◆ **WHAT THE TASK ASKS**:
Go line by line through the records below. Copy whichever lines contain the string "coords".

**** MATERIAL FOR THIS TASK ****

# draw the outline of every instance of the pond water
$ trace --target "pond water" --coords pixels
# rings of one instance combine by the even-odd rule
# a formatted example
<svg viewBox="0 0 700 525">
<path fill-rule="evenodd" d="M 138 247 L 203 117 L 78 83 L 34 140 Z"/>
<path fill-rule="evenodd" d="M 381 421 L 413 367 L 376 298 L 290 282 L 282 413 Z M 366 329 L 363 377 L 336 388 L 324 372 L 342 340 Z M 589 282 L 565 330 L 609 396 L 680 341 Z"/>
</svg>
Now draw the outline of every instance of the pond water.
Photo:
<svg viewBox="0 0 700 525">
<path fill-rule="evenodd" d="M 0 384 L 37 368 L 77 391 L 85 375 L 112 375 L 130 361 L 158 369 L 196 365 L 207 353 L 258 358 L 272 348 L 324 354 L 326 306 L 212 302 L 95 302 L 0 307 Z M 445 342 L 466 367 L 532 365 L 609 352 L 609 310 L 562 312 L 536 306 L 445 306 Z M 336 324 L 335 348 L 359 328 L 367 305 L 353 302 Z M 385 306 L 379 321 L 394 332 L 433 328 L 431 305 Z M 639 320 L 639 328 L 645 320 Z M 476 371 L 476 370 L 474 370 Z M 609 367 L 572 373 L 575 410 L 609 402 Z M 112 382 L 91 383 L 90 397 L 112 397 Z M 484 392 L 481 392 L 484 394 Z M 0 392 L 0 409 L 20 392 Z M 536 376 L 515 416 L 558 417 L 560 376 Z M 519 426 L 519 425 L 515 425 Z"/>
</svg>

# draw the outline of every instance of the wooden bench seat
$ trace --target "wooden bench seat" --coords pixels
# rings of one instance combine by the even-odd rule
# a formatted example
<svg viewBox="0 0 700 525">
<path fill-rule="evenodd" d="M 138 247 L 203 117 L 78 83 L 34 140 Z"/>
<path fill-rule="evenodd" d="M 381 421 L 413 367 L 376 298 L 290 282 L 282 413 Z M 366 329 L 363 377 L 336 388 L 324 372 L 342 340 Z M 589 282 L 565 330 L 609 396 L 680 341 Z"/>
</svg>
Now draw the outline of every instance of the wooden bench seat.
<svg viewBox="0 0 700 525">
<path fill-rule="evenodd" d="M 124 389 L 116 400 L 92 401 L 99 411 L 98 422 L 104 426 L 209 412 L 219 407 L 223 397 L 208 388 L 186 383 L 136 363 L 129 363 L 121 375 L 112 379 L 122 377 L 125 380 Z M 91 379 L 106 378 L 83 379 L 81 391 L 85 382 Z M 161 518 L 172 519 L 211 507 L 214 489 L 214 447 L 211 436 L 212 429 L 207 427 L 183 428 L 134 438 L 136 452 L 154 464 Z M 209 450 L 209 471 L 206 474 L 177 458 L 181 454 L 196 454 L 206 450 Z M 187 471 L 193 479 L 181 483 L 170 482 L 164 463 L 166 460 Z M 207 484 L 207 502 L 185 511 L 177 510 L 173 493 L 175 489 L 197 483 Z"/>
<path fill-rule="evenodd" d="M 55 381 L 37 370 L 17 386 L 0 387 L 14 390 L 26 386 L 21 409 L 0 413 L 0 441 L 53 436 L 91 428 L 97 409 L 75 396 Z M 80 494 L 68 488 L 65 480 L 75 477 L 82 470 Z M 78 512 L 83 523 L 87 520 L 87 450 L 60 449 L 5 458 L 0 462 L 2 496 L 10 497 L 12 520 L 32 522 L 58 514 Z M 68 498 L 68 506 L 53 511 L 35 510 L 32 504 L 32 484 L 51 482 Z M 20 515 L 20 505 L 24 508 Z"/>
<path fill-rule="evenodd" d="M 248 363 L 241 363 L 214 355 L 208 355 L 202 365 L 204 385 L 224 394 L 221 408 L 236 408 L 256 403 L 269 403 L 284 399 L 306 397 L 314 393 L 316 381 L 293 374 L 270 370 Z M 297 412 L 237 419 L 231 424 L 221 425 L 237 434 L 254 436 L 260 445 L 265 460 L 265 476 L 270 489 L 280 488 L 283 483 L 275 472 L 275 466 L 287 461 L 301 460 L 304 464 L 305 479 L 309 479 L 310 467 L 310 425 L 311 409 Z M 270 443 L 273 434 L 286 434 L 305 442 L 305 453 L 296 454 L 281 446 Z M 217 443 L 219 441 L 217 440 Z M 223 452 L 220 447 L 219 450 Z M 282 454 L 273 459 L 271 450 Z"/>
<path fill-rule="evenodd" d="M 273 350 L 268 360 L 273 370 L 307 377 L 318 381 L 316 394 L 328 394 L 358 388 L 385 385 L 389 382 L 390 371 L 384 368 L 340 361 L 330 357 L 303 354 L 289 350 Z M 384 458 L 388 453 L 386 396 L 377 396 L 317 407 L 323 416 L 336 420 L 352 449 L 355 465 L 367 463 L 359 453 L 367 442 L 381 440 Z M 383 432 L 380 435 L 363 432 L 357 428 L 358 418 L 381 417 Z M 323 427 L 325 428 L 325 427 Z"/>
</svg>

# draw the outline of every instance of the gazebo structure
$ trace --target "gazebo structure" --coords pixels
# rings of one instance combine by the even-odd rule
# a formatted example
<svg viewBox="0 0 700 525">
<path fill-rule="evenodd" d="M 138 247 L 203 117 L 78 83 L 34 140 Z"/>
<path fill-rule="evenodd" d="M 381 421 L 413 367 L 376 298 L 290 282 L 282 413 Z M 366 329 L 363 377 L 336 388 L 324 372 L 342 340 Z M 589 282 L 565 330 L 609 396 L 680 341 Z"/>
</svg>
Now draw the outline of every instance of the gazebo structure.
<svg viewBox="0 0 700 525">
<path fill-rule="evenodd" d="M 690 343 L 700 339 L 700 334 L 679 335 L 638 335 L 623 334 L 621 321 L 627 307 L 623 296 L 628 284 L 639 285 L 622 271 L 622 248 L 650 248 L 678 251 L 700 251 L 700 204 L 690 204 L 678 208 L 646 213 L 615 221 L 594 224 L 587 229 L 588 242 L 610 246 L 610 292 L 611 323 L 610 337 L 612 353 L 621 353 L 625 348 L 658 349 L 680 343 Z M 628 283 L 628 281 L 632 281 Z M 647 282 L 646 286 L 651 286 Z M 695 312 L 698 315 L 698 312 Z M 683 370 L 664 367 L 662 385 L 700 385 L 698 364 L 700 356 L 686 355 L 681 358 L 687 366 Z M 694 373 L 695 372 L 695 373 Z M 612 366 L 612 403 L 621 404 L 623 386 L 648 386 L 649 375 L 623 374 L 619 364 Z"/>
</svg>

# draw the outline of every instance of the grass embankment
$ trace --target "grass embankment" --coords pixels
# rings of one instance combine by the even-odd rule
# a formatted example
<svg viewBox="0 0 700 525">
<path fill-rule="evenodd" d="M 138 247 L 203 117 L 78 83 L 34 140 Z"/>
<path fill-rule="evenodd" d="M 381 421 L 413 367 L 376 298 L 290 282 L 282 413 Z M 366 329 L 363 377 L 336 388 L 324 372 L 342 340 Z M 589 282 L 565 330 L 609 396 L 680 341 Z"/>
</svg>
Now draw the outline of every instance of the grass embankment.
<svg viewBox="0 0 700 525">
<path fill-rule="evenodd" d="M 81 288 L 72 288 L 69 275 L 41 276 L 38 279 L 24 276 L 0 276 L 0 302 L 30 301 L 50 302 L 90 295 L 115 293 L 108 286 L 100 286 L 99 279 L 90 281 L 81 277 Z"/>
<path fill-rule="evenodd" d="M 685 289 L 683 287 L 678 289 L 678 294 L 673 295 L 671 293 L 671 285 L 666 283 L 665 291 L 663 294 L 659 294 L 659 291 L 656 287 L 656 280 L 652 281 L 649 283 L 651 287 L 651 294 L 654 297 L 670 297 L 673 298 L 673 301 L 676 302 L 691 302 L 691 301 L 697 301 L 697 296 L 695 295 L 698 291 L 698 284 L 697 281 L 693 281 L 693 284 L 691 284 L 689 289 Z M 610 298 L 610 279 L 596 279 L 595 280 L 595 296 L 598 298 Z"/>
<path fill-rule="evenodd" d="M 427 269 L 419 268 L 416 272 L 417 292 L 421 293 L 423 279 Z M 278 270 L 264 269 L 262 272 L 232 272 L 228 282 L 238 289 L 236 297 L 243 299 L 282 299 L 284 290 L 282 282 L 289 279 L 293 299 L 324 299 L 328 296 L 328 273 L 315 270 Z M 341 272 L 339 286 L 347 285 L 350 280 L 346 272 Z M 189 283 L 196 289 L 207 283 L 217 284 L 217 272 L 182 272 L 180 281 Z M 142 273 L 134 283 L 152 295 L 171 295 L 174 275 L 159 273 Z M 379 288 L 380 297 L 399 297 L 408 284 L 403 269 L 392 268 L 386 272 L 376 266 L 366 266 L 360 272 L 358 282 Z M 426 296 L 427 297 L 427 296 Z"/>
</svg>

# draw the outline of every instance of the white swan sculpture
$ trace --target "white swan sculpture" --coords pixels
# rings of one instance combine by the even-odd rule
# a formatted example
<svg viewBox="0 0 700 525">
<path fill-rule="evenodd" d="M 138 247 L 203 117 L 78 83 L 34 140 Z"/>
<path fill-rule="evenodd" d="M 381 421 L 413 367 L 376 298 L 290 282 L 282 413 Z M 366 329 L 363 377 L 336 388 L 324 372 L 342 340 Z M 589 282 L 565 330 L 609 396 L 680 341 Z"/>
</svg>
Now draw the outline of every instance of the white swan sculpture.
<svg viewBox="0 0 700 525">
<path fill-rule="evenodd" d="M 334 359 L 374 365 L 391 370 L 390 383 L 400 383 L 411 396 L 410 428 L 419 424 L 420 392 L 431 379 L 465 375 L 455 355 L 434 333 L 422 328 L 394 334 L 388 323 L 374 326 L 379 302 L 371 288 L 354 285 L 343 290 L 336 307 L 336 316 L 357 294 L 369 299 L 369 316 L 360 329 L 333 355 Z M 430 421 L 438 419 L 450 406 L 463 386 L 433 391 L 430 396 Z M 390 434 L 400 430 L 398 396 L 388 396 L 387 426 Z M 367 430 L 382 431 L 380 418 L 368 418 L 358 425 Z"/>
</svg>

****

◆ **TASK OUTPUT**:
$ trace --target "pond water" --coords pixels
$ trace --target "wooden bench seat" --coords pixels
$ trace --target "gazebo structure" --coords pixels
$ trace --target "grass embankment" --coords pixels
$ trace --target "white swan sculpture" --coords pixels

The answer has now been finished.